(Items from a data source)
○ ○ ○ ○ ○ ○ ○

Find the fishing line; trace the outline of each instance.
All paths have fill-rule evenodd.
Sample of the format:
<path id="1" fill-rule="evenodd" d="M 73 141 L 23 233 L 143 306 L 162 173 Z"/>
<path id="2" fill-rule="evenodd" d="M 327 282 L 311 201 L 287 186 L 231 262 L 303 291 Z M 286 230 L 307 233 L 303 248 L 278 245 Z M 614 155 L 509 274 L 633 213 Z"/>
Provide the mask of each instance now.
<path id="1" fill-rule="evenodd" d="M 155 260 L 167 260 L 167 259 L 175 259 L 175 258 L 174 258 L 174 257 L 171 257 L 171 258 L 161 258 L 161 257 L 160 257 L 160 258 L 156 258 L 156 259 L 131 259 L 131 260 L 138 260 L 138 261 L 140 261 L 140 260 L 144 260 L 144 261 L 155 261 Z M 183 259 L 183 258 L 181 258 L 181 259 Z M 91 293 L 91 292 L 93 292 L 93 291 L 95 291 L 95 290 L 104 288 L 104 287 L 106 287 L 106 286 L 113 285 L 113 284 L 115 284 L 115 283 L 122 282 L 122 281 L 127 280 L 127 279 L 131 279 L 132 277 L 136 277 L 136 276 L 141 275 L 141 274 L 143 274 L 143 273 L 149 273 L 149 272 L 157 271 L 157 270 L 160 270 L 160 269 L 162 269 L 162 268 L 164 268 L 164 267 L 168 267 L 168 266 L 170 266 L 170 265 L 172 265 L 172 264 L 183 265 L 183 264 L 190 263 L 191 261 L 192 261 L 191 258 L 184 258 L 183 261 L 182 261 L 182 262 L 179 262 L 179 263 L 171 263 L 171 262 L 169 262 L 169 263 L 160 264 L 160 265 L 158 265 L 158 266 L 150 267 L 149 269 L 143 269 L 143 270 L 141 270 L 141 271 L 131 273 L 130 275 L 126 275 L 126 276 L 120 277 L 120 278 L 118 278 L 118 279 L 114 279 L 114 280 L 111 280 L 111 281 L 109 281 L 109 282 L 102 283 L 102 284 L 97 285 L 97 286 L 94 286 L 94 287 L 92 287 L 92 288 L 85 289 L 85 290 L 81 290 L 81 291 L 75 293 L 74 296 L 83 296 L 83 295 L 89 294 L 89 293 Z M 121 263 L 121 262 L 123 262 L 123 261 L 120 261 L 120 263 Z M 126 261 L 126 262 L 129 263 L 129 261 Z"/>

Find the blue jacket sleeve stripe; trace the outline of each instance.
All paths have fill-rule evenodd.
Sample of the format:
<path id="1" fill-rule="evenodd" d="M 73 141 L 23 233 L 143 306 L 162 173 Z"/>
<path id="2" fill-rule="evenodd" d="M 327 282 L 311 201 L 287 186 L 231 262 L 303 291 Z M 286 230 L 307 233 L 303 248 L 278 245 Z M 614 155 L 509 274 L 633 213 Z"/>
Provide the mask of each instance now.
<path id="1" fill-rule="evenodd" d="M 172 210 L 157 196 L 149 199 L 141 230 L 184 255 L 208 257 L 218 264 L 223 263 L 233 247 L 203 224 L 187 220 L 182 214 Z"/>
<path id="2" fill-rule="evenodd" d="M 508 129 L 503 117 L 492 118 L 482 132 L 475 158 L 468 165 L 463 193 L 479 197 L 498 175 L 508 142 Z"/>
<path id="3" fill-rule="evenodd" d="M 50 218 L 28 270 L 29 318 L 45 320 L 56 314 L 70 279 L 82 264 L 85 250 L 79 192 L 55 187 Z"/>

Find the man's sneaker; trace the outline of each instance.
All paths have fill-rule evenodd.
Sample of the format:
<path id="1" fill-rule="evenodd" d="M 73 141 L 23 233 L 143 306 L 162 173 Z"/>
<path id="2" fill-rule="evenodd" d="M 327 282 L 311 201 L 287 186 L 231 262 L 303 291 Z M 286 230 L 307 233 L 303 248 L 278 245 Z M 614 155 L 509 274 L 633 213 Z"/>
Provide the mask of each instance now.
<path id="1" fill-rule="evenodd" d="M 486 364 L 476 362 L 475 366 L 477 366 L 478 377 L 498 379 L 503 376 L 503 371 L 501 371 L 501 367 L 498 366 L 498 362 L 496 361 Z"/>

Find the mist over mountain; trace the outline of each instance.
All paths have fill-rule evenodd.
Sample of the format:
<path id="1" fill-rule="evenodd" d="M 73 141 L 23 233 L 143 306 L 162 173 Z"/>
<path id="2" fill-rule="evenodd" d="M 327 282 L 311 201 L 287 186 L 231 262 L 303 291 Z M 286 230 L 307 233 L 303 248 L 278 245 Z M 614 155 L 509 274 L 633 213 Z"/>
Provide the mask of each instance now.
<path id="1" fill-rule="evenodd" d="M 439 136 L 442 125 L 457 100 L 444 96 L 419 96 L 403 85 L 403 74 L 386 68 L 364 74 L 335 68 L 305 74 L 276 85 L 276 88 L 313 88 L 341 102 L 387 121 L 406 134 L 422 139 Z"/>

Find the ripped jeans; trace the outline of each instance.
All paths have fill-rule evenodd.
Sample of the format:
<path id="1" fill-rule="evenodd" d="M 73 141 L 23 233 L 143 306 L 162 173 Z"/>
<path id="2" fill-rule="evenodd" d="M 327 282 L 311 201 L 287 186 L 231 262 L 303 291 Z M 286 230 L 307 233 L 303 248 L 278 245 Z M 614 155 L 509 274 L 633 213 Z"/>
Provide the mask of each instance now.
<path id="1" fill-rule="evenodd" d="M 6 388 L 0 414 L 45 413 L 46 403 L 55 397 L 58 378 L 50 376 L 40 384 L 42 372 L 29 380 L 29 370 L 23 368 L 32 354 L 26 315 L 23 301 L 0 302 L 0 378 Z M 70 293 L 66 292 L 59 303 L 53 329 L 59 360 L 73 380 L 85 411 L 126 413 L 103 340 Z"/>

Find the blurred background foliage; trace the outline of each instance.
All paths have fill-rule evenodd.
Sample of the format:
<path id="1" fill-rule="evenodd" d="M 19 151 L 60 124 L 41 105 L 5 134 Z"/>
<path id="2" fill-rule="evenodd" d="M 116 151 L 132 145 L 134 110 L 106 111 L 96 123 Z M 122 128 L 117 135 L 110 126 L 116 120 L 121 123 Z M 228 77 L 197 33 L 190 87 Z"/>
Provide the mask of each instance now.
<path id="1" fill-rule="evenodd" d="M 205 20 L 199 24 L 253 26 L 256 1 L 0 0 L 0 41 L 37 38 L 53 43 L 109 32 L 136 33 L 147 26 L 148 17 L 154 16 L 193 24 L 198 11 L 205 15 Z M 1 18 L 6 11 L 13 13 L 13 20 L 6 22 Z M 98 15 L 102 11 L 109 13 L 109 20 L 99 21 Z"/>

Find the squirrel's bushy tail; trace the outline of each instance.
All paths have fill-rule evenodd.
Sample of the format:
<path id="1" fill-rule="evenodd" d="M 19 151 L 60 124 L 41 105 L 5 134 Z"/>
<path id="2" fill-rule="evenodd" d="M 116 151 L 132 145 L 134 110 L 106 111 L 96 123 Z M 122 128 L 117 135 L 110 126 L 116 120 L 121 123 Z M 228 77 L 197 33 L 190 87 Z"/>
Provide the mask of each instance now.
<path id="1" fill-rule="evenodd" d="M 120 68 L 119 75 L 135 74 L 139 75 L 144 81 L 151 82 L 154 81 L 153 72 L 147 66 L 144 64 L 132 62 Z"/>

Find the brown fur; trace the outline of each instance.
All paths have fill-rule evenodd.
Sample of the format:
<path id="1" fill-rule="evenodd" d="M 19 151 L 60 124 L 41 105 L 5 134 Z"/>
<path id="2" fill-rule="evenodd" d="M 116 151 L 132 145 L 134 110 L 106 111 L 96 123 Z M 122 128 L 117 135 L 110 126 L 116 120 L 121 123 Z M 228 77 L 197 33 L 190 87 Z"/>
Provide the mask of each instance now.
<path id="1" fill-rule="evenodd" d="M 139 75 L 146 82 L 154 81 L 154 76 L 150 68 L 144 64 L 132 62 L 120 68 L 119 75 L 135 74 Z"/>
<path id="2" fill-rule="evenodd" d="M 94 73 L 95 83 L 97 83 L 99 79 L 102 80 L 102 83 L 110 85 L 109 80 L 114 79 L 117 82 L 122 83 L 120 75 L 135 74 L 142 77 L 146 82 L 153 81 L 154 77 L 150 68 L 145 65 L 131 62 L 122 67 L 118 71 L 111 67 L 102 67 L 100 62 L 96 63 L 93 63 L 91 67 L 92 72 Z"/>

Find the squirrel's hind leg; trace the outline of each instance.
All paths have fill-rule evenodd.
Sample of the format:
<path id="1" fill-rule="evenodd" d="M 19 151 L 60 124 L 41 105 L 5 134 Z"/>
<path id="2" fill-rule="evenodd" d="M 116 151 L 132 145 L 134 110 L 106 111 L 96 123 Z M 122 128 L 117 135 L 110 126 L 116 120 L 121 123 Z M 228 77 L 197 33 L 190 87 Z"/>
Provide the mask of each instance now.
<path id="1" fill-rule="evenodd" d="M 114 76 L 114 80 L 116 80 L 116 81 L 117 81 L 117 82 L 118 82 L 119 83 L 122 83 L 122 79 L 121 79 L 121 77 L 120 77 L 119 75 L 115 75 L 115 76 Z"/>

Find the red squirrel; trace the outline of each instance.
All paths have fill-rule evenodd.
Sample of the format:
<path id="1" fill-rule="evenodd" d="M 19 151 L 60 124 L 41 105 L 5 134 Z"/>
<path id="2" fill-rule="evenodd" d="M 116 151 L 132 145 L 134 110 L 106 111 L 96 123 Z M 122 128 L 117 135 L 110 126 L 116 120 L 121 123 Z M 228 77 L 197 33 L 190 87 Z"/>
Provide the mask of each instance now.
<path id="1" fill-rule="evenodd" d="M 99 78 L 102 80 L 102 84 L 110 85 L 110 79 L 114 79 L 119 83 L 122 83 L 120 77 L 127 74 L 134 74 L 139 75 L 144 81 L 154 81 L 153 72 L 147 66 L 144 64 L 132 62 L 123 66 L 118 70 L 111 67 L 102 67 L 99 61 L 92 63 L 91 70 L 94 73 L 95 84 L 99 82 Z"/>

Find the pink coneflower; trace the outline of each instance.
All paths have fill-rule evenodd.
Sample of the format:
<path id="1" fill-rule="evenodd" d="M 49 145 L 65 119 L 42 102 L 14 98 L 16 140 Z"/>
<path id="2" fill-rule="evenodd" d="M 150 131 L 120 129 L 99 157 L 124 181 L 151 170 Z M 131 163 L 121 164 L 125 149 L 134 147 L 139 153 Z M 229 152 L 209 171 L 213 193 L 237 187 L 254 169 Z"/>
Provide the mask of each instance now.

○ ○ ○ ○ ○ ○ ○

WRITTEN PROBLEM: Rewrite the part that opens with the line containing "Find the blurred" and closes with the line containing "135 74 L 139", replacing "foliage" with "trees" and leaving everything else unchanged.

CORRECT RESULT:
Find the blurred background trees; trace the outline of each instance.
All paths have fill-rule evenodd.
Sample of the format:
<path id="1" fill-rule="evenodd" d="M 19 151 L 60 124 L 41 105 L 5 134 Z"/>
<path id="2" fill-rule="evenodd" d="M 116 151 L 132 145 L 134 110 L 106 111 L 96 123 Z M 122 128 L 117 135 L 110 126 L 116 120 L 121 123 Z M 228 77 L 197 33 L 190 87 Z"/>
Provide the mask of each instance now.
<path id="1" fill-rule="evenodd" d="M 205 20 L 199 24 L 253 26 L 256 1 L 0 0 L 0 41 L 37 38 L 53 43 L 109 32 L 136 33 L 147 26 L 148 17 L 154 16 L 193 24 L 198 11 L 205 15 Z M 1 18 L 6 11 L 13 13 L 13 20 L 6 22 Z M 98 15 L 102 11 L 109 13 L 109 20 L 99 21 Z"/>

Find the squirrel's bushy tail; trace the outline of each instance.
All paths have fill-rule evenodd.
Sample of the format:
<path id="1" fill-rule="evenodd" d="M 19 151 L 60 124 L 41 105 L 5 134 Z"/>
<path id="2" fill-rule="evenodd" d="M 116 151 L 132 145 L 134 110 L 106 111 L 96 123 Z M 122 128 L 117 135 L 110 126 L 116 120 L 121 123 Z M 228 77 L 197 33 L 190 87 Z"/>
Provide the mask of each instance now.
<path id="1" fill-rule="evenodd" d="M 120 68 L 119 75 L 135 74 L 139 75 L 144 81 L 151 82 L 154 81 L 153 72 L 147 66 L 144 64 L 132 62 Z"/>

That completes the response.